Texte à lire =>
=====
Dans ce roman de 2014, je retiens d’abord l’énumération des dates : 1956 (?) ; 1962 ; 1951 et 1952 (l’année du Photomaton, le « MacGuffin » du roman) ; puis « un automne » le jour de la Toussaint quinze ans plus tard (je crois que le millésime n’est jamais donné clairement), l’année où le héros (qui écrivait son premier livre) « avait à peine vingt et un ans » ; enfin le 4 décembre 2012. Des figures :  une mère qui a de surprenantes fréquentations et qui était « comme frère et sœur » avec un certain « Jacques Perrin de Lara » ; un « enfant » dont on conserve un photomaton. Des lieux : une maison de Saint-Leu-la-Forêt ( la « Maladrerie »…) où habitait une « certaine Annie Astrand », « une femme très jeune, dans le genre danseuse acrobatique de cabaret », une amie de sa mère

 

« Un seul nom provoquait son trouble et avait pour lui l’effet d’un aimant : Annie Astrand. Mais il était à peine lisible au milieu de ces mots entassés sans double interligne. Annie Astrand. Une voix lointaine captée très tard à la radio et dont vous vous dites qu’elle s’adresse à vous pour vous transmettre un message. »

 

… ; la Galerie du Beaujolais avec sa librairie (la galerie existe, quant au libraire…) ; Le Tremblay et son hippodrome ; le Rond-Point des Champs-Élysées ; le square du Graisivaudan ; l’École de la Forêt, rue de Beuvron. Des adresses : « 15, rue de l’Ermitage » ; « la Maladrerie » déjà citée — etc., j’abrège, d’autant plus que le héros-romancier-enquêteur est pris de malaise quand il retourne vers certains lieux — alors il arrête ses recherches… Des livres : Arbre mon ami, déjà évoqué ; Les Fables de La Fontaine et Fabrizio Lupo ; Le Cheval sans tête. Des obsessions : la solitude ; l’oubli ; la paranoïa (le héros de Modiano accepte de faire une enquête, mais il n’aime pas qu’on enquête sur lui — quand l’enquêteur est un homme,…

 

« Le plus gênant, c’est qu’Ottolini [le « fouille-merde »] se posterait devant l’immeuble et, comme il ignorait le code, il attendrait que quelqu’un pousse la porte cochère pour se glisser derrière lui. Il viendrait sonner à sa porte. Il faudrait aussi débrancher cette sonnette. »
=====
Consignes =>
Poursuivez, s'il vous plaît, le texte sur le roman de Modiano paru en 2014, à partir de la citation qui le clôt.
=====
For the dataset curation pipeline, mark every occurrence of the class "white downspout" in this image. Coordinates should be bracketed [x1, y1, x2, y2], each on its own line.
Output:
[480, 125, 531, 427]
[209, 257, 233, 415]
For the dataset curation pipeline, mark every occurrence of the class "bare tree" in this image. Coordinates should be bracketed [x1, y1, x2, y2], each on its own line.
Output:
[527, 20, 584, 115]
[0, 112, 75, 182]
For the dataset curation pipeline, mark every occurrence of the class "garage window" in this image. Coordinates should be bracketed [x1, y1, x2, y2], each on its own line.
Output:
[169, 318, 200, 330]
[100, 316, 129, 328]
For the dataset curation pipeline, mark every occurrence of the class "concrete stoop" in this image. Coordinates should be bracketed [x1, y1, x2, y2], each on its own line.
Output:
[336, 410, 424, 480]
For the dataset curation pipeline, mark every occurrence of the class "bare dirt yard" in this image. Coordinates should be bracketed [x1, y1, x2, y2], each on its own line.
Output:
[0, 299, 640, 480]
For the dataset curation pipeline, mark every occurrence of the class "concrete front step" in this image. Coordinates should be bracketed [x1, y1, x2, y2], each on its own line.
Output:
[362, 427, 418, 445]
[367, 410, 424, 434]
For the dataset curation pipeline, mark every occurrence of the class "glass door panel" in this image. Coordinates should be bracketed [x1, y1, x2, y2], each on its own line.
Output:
=====
Résultat =>
 

…, s’il s’agit d’une femme, «  Jean Daragane » est plus consentant,…

 

« « Il faudrait que nous nous voyions avant le retour de Gilles [Ortolini]. Est-ce que je peux passer chez vous ? — Maintenant [deux heurs du matin] ? — Oui, maintenant. »  Il lui indiqua l’adresse, le numéro de code, l’étage. Était-il sorti de son rêve ? »

 

… surtout si cette « Chantal » — qui lui rappelle une ancienne « Chantal » à la colle avec un autre pilier de casino — est une réincarnation d’ « Annie Astrand », avec tous ces « a » dans leurs noms). C’est peut-être l’occasion de remarquer que « Jean » est le vrai prénom, à l’état civil, de l’écrivain qui a choisi « Patrick », son second prénom, pour son nom de plume.

 

Il est facile d’aligner des énumérations (de dates, de noms, de lieux, d’obsessions), mais il est plus difficile, pour le lecteur-commentateur qui conduit cette exploration, de transmettre l’effet de l’écriture de Modiano qui joue sur des allusions, sur des allers-retours perpétuels dans le temps et dans l’espace, sur des émotions attachées à des noms, comme cette « Annie Astrand ».

 

« Une voix lointaine captée très tard à la radio »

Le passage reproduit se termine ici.